## Exercise brief
Count the lines in the data below that contain the string "concrete", where uppercase and lowercase letters count as different. Reply with that number alone.

## Dataset records

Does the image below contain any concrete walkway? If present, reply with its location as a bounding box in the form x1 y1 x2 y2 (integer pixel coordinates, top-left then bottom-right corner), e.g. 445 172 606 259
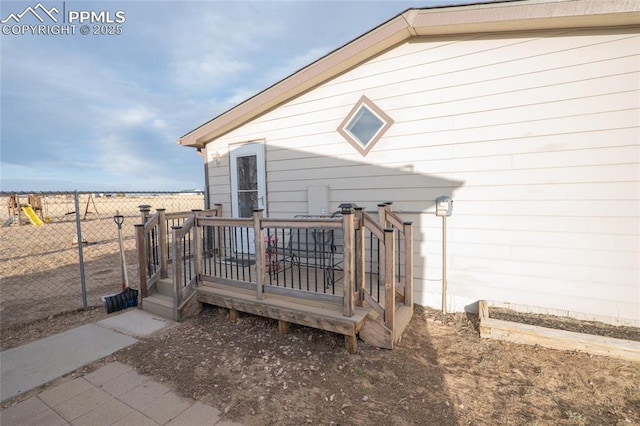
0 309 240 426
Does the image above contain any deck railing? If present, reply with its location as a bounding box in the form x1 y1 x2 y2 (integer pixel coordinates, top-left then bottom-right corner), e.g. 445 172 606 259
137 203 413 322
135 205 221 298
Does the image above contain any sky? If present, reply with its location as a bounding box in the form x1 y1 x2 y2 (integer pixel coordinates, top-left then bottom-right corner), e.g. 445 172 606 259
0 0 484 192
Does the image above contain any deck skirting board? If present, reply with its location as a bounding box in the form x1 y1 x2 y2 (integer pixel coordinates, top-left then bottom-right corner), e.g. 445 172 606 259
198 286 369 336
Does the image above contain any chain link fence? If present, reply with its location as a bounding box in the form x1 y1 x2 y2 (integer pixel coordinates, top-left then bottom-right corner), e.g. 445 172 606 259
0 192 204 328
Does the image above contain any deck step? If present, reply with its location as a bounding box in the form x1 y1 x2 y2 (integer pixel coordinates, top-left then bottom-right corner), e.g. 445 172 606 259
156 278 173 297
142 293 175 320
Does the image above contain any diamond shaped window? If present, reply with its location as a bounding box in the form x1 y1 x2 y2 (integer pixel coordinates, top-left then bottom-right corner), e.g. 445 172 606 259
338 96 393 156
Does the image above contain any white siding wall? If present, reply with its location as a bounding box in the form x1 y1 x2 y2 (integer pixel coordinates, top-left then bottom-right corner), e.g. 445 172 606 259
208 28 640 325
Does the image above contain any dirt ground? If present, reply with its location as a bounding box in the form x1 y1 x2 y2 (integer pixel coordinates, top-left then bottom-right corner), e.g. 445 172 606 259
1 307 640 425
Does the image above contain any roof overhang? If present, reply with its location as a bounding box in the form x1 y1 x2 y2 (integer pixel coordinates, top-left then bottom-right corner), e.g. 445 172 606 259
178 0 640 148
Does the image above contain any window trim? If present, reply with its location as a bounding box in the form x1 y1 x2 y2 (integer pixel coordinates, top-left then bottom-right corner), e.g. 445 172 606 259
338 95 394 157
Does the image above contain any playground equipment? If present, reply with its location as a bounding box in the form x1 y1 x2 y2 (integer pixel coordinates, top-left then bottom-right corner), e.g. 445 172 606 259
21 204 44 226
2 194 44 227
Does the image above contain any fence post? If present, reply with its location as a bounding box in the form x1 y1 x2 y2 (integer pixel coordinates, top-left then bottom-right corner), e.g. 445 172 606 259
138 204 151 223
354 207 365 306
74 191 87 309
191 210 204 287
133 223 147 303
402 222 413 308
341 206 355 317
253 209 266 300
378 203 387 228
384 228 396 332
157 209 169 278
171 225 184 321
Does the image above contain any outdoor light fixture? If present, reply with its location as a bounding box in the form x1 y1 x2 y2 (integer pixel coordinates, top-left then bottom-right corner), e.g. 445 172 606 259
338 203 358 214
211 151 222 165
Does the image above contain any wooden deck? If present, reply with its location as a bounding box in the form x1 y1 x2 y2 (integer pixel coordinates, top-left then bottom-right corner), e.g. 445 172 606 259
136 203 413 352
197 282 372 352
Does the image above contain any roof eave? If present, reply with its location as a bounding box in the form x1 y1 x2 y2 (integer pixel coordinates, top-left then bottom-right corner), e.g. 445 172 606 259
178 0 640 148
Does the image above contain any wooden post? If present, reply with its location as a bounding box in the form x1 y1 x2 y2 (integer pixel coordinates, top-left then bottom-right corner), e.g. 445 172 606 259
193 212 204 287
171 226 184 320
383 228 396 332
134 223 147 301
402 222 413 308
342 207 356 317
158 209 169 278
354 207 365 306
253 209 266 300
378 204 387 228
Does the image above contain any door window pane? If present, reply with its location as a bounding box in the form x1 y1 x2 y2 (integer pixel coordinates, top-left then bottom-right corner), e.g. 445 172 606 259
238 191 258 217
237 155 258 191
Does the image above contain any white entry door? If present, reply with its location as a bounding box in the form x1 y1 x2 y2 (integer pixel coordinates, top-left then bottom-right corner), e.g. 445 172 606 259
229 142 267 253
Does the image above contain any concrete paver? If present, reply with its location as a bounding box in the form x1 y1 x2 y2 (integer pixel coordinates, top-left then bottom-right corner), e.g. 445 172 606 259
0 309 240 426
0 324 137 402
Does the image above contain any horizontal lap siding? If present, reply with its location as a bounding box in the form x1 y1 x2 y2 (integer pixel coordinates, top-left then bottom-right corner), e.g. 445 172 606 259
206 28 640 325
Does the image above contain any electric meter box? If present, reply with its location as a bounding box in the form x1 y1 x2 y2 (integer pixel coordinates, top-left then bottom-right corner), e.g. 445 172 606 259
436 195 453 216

## Answer below
2